=== YOUR GOAL ===
Within the records below is a range that opens at the line with "column 665, row 574" and closes at the line with "of the shrub". Return that range word for word, both ends included, and only that range.

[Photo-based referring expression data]
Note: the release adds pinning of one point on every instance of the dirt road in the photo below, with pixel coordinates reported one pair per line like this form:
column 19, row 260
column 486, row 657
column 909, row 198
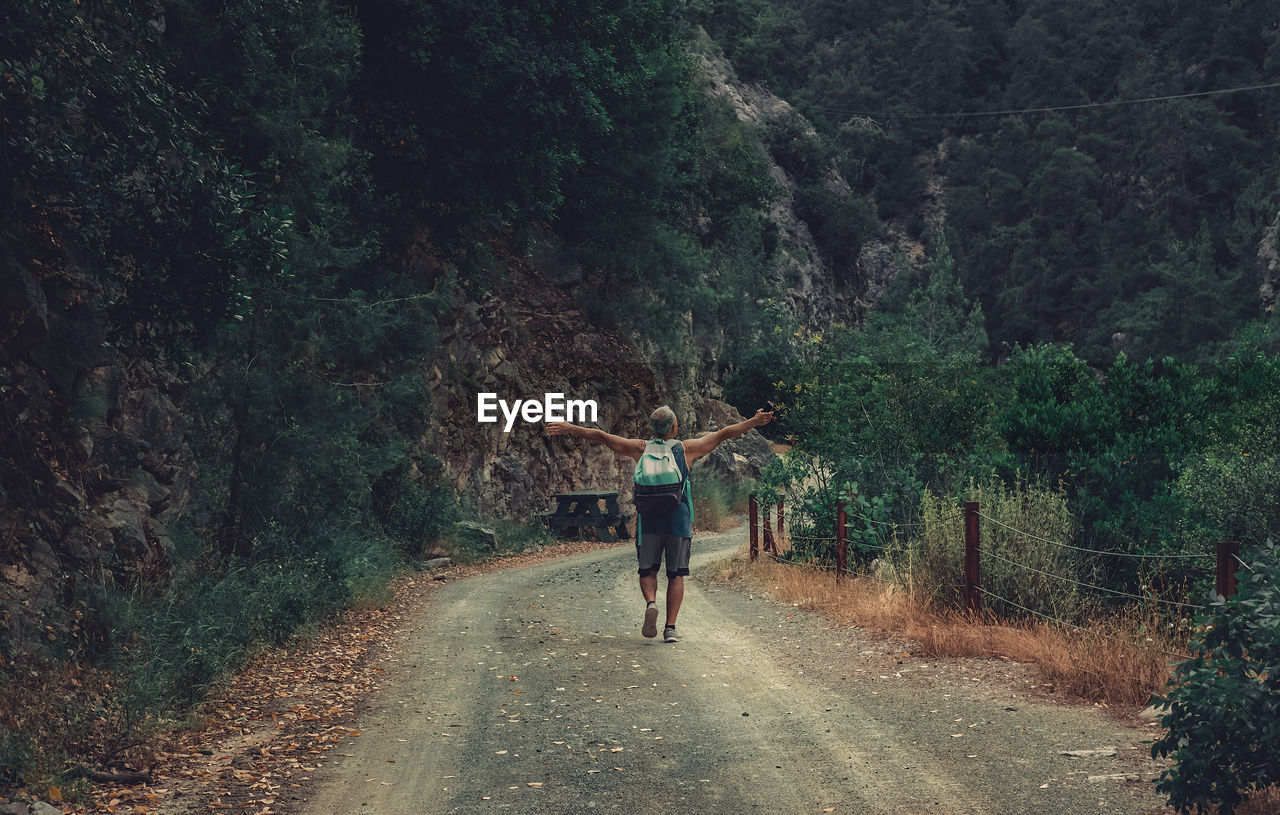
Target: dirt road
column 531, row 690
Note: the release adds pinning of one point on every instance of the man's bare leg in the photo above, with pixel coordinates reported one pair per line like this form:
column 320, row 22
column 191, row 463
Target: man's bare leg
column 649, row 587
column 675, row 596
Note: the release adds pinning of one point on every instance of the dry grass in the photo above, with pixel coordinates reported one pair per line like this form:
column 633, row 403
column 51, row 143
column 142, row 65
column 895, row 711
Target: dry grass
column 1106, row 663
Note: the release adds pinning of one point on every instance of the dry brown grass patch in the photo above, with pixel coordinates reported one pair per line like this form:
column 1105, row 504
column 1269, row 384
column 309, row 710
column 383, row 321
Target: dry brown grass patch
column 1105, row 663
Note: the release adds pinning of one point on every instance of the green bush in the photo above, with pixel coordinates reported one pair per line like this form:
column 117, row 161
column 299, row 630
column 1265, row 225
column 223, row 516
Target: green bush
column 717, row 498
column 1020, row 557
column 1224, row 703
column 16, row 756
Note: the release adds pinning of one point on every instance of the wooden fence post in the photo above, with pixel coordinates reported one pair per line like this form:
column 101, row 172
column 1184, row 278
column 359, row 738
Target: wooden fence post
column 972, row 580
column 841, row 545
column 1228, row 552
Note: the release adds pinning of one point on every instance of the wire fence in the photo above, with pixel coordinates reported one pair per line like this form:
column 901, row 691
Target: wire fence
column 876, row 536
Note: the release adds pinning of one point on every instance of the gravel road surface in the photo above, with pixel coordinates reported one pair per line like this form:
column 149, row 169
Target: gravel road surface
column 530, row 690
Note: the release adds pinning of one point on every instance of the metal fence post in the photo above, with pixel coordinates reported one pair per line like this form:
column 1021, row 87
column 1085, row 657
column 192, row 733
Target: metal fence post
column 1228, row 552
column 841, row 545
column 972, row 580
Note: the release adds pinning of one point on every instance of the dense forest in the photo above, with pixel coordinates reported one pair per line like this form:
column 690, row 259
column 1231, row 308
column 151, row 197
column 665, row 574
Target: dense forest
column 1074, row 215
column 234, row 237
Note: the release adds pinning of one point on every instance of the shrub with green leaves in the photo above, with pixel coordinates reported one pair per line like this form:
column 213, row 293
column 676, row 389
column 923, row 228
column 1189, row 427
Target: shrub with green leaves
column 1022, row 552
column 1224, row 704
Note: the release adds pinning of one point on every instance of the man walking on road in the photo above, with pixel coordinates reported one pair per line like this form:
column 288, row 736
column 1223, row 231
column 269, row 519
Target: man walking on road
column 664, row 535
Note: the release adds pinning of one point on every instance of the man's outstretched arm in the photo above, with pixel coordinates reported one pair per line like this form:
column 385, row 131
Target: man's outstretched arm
* * *
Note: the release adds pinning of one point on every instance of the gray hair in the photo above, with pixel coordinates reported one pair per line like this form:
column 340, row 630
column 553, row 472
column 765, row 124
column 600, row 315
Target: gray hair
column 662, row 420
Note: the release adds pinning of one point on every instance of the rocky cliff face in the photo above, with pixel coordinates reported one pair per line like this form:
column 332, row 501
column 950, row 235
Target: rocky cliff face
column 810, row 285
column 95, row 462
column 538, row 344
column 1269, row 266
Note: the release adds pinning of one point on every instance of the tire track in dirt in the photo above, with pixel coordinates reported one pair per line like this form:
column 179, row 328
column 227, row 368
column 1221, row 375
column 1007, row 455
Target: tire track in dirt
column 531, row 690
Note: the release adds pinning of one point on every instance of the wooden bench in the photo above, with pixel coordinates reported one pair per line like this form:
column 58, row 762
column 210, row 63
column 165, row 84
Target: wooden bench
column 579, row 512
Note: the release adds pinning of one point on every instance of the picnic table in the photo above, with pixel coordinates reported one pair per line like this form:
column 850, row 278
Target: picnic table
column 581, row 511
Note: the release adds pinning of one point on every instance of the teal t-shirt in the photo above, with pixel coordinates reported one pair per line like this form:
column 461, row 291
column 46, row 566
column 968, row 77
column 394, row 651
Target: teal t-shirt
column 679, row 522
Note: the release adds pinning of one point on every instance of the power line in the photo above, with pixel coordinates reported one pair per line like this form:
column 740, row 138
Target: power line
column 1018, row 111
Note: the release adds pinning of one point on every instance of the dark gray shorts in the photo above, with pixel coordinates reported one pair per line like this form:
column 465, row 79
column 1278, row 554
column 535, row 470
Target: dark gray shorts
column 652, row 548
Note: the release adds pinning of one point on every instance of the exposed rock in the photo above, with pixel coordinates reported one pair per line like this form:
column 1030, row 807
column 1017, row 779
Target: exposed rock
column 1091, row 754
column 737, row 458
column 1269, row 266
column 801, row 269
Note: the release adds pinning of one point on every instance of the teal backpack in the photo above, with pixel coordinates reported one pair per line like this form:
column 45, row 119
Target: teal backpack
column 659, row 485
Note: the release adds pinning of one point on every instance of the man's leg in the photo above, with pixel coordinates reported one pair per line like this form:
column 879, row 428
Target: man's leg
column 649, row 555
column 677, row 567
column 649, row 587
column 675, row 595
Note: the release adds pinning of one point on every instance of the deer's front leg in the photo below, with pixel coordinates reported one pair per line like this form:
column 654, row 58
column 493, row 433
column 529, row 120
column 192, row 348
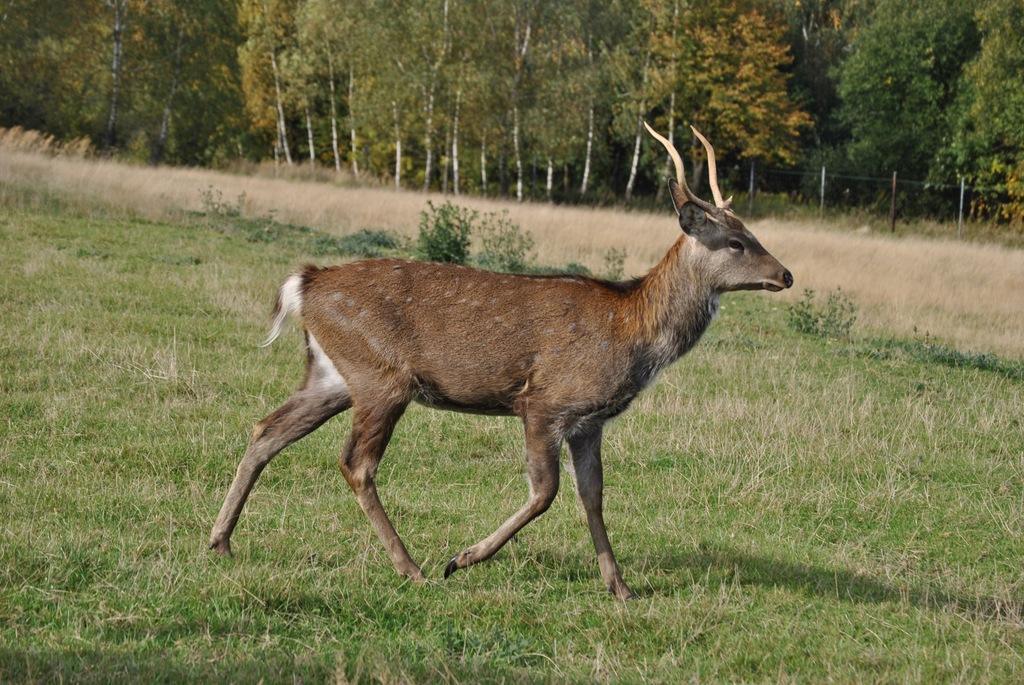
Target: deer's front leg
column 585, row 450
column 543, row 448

=== WORKED SOLUTION ===
column 665, row 574
Target: dense forest
column 1074, row 215
column 234, row 237
Note: the release adds pinning of one point on every instance of the shrub with green leaves in the photo above, with pixel coordinates reported one pair per line like this form:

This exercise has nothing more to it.